ASSIGNED TASK =
Determine the number of lines in the listing that contain "below". Write only that number.
>>>
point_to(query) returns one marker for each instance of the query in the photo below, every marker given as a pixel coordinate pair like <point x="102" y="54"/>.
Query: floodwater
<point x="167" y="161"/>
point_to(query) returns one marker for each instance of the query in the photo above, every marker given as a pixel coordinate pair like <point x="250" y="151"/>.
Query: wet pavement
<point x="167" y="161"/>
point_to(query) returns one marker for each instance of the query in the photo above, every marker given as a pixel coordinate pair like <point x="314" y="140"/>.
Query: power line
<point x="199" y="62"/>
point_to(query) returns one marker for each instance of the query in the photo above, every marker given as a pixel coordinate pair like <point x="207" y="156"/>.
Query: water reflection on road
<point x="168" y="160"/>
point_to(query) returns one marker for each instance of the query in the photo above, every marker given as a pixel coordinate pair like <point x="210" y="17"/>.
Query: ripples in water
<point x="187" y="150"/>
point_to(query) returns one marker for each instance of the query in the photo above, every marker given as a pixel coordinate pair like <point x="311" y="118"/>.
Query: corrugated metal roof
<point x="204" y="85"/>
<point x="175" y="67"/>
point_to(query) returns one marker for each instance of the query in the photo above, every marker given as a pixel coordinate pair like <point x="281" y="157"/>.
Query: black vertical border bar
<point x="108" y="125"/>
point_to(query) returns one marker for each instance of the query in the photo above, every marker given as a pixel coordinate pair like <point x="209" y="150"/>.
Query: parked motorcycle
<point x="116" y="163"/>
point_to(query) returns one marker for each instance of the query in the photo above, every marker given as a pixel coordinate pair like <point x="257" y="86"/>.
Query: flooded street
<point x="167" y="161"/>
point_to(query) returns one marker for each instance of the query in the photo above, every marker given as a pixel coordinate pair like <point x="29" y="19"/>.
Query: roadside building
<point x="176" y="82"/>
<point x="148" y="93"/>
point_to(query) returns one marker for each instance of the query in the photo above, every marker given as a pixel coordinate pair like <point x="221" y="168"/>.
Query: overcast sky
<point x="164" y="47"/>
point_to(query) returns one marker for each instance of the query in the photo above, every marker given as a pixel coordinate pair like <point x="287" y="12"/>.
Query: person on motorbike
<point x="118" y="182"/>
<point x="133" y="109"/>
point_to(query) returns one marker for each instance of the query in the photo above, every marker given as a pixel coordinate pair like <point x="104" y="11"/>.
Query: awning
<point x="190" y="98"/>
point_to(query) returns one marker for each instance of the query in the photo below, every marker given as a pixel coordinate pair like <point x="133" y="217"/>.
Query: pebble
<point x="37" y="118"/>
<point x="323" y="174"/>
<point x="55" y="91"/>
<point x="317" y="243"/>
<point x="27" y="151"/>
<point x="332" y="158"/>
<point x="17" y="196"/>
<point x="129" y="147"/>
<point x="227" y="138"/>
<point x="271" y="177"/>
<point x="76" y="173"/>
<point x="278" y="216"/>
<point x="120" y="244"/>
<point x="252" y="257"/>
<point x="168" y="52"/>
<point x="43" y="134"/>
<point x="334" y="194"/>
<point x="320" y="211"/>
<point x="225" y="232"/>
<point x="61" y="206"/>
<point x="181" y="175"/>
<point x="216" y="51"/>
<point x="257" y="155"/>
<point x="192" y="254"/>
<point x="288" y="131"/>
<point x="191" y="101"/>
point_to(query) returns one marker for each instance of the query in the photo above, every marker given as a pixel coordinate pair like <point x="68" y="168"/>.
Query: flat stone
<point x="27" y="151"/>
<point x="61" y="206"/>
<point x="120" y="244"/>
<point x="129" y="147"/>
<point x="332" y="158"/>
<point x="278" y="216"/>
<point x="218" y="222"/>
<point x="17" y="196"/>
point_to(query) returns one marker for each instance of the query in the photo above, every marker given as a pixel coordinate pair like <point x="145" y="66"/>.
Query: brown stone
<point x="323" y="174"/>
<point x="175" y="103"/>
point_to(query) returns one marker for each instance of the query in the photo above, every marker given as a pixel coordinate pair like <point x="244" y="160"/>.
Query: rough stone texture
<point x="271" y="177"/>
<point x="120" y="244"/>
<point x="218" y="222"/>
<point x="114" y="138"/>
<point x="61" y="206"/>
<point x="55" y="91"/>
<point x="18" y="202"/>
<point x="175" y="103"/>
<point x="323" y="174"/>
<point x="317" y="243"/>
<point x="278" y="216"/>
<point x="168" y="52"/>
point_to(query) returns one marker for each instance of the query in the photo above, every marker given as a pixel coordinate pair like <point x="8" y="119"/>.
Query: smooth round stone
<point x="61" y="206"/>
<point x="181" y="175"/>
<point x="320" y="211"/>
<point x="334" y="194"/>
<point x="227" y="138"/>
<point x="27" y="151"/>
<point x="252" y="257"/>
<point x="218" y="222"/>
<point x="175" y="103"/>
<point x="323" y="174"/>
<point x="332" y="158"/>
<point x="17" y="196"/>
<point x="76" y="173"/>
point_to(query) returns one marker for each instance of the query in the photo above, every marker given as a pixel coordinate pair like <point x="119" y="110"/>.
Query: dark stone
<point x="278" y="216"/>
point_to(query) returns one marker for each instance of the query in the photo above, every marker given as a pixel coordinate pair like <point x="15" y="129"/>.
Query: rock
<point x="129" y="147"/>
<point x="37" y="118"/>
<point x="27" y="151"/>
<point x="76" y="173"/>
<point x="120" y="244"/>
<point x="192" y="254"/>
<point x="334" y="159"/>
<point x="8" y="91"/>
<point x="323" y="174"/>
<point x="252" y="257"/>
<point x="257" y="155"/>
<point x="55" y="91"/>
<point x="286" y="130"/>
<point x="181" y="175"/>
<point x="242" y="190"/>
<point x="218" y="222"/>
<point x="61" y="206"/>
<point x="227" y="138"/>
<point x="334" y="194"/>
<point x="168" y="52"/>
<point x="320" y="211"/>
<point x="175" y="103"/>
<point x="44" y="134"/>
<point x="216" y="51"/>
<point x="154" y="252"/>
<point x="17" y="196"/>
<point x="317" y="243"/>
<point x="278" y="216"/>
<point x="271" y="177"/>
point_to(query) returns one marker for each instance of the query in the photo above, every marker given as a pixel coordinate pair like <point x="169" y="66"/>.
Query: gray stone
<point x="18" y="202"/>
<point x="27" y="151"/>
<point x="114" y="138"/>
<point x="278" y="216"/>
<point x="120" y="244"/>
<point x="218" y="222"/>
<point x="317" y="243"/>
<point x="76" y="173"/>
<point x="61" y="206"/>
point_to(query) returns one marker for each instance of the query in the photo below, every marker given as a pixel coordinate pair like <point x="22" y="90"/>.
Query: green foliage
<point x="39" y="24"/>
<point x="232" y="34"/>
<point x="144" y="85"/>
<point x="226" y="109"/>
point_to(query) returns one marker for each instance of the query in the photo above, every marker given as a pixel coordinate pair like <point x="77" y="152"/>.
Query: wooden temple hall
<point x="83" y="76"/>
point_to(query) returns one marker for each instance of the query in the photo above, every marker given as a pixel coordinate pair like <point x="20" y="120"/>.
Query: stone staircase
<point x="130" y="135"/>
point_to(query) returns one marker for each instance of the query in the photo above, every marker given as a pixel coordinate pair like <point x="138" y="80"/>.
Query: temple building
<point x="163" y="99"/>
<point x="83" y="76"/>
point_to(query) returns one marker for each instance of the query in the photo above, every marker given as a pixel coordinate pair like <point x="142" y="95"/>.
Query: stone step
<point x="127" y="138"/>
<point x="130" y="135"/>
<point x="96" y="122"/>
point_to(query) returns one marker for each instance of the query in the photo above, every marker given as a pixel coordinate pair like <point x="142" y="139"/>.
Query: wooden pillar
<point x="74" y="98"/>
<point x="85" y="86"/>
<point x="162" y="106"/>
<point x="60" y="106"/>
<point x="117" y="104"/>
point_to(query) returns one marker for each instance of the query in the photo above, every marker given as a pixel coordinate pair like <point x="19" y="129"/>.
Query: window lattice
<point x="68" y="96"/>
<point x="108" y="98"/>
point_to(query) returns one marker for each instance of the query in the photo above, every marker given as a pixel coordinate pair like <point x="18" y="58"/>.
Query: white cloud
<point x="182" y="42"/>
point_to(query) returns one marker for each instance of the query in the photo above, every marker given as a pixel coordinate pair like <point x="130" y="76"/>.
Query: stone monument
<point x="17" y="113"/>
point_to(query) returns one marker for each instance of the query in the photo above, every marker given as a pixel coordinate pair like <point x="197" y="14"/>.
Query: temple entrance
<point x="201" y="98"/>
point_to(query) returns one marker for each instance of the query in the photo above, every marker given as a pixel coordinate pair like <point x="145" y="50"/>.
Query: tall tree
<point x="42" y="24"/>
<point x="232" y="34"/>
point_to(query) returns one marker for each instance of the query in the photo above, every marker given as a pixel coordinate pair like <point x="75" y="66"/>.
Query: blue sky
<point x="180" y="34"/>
<<<
RESPONSE TO THIS TASK =
3